Task statement:
The expected result is the full set of records, copied precisely, with images dropped.

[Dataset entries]
□ □ □ □

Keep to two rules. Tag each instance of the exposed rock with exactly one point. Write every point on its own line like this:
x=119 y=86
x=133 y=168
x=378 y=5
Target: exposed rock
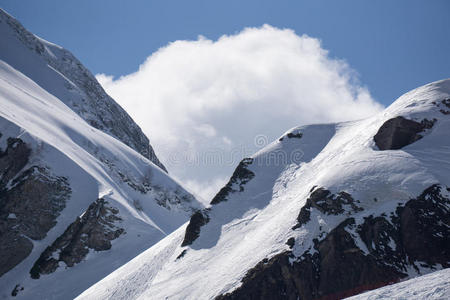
x=13 y=160
x=240 y=177
x=182 y=254
x=30 y=202
x=95 y=229
x=399 y=132
x=327 y=203
x=446 y=103
x=94 y=105
x=417 y=233
x=294 y=135
x=198 y=219
x=336 y=270
x=424 y=225
x=291 y=135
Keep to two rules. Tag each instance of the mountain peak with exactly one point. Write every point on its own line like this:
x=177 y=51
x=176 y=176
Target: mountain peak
x=52 y=66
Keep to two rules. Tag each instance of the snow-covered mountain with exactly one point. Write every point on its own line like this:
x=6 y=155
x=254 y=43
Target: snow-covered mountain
x=81 y=190
x=435 y=285
x=58 y=72
x=326 y=211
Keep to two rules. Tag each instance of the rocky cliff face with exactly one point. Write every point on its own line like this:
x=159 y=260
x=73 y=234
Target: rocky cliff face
x=95 y=230
x=63 y=144
x=416 y=236
x=324 y=212
x=30 y=201
x=80 y=90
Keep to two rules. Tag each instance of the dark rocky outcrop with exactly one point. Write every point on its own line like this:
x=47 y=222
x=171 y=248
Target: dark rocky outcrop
x=399 y=132
x=446 y=109
x=94 y=105
x=327 y=203
x=30 y=202
x=415 y=234
x=95 y=230
x=336 y=270
x=291 y=135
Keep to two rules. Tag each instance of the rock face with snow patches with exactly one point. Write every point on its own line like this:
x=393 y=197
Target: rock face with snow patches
x=63 y=76
x=324 y=212
x=81 y=190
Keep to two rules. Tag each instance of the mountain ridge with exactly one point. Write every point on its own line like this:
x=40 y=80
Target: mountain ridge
x=76 y=202
x=269 y=234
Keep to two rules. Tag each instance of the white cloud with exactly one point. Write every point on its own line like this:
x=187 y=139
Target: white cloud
x=202 y=102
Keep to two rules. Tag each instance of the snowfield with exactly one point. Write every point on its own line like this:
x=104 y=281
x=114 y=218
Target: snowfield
x=431 y=286
x=95 y=163
x=256 y=219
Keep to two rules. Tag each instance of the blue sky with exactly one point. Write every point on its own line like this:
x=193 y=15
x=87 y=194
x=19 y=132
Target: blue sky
x=393 y=45
x=207 y=103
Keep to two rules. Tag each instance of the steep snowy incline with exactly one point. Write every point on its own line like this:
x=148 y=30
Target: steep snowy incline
x=366 y=204
x=432 y=286
x=58 y=72
x=75 y=202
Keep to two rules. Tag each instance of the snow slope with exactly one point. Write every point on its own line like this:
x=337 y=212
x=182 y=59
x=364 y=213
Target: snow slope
x=431 y=286
x=257 y=213
x=62 y=140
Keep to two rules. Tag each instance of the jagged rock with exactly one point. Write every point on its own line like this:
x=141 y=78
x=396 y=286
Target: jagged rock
x=30 y=202
x=424 y=225
x=446 y=103
x=294 y=135
x=399 y=132
x=16 y=290
x=327 y=203
x=93 y=104
x=240 y=177
x=291 y=135
x=13 y=159
x=198 y=219
x=336 y=270
x=95 y=229
x=416 y=233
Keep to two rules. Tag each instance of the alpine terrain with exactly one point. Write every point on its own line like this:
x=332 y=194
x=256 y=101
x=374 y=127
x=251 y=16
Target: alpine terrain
x=81 y=189
x=324 y=212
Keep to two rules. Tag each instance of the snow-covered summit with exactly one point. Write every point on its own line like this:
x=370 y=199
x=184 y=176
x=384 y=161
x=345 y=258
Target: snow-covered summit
x=325 y=211
x=80 y=193
x=58 y=72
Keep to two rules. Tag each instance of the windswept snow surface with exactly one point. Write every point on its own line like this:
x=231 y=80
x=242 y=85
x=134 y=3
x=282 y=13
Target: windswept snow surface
x=150 y=203
x=431 y=286
x=256 y=223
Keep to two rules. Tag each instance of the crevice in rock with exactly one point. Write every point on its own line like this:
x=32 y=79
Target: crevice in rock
x=327 y=203
x=417 y=233
x=399 y=132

□ □ □ □

Written answer:
Keep to two rules. Tag each instance of the exposed rock with exactly one point. Write every point on its own line like this:
x=119 y=86
x=133 y=168
x=378 y=5
Target: exposed rock
x=13 y=160
x=240 y=177
x=182 y=254
x=30 y=202
x=95 y=229
x=399 y=132
x=327 y=203
x=446 y=103
x=94 y=105
x=417 y=233
x=294 y=135
x=198 y=219
x=336 y=270
x=424 y=225
x=291 y=135
Keep to two rules. Tag each instance of the mountain peak with exactly one point. Write every point on its own line like this:
x=177 y=51
x=176 y=176
Target: mountain peak
x=52 y=66
Keep to two rules. Tag each instance of the snow-covered mountain with exactly one point. Write every point on its own line like this:
x=6 y=155
x=254 y=43
Target: snow-covered mountain
x=81 y=190
x=435 y=285
x=58 y=72
x=326 y=211
Keep to two rules. Tag each instance of the rocky cliff face with exactly one point. Write every point on its own line like this:
x=159 y=260
x=73 y=234
Target: rocky cliff face
x=95 y=230
x=63 y=144
x=416 y=236
x=324 y=212
x=30 y=201
x=80 y=90
Keep to two rules. Tag each instance of the dark rocky outcrop with exactly one point. Write every point on its own line like this:
x=47 y=222
x=171 y=248
Target: dark rocky outcrop
x=399 y=132
x=446 y=109
x=94 y=105
x=327 y=203
x=30 y=202
x=415 y=234
x=95 y=230
x=336 y=270
x=291 y=135
Keep to two rules. Tag each instance of the rock face with snow patches with exactly one point. Write every point on its own line like this:
x=393 y=197
Target: rock face with snow patches
x=63 y=76
x=324 y=212
x=81 y=190
Keep to two rules. Tag each instance of the mountain ridge with exactly one point. Write every point on its own line like this:
x=40 y=80
Target: mountain ridge
x=76 y=202
x=269 y=234
Keep to two rules. Tag each instance of the white cloud with exactly one point. Write every point on its own line like this:
x=187 y=139
Target: white cloud
x=202 y=102
Keep to two rules. Tag each instance of the snowfield with exactly one point. Write every point on its own line like this:
x=104 y=281
x=114 y=218
Target: snowfield
x=431 y=286
x=95 y=163
x=256 y=219
Keep to two rules. Tag each instance of the blue sky with exactly one point. Write every point on its own line like this:
x=193 y=15
x=87 y=194
x=19 y=132
Target: blue sky
x=393 y=45
x=207 y=103
Keep to two rules. Tag each instance of the steep snowy incline with exactly one point. Write every point on its own line like this:
x=148 y=30
Target: steep snowy incline
x=366 y=204
x=432 y=286
x=58 y=72
x=75 y=202
Keep to two rules. Tag each instance of the snow slope with exactly one point. Write every point on its own line like this:
x=337 y=212
x=182 y=59
x=364 y=213
Target: snow slope
x=431 y=286
x=257 y=213
x=62 y=140
Keep to two rules. Tag each instance of the jagged rock with exactly one point. Write every point on its own line like this:
x=141 y=78
x=396 y=286
Target: jagged rock
x=30 y=202
x=424 y=225
x=446 y=103
x=294 y=135
x=399 y=132
x=16 y=290
x=327 y=203
x=93 y=104
x=240 y=177
x=291 y=135
x=13 y=159
x=198 y=219
x=336 y=270
x=95 y=229
x=416 y=233
Keep to two rules. Tag each instance of the alpine terrain with exactly one point. Write every point on its own line like this:
x=332 y=194
x=256 y=101
x=374 y=127
x=251 y=16
Target: alpine terrain
x=81 y=189
x=324 y=212
Keep to two rules. Tag each instance of the snow-covered summit with exactly one point. Write every point on its own line like this:
x=370 y=199
x=184 y=176
x=384 y=161
x=345 y=258
Target: snow-covered summit
x=325 y=211
x=80 y=193
x=58 y=72
Keep to two rules. Tag each instance of the windswept snow surface with exactly one point. Write every point on its own line like this:
x=231 y=80
x=242 y=85
x=134 y=3
x=282 y=13
Target: windswept snow surface
x=150 y=203
x=431 y=286
x=256 y=223
Keep to two rules. Tag each instance of the crevice in rock with exactly one point. Write every point on its own line like this:
x=32 y=79
Target: crevice in rock
x=327 y=203
x=417 y=233
x=399 y=132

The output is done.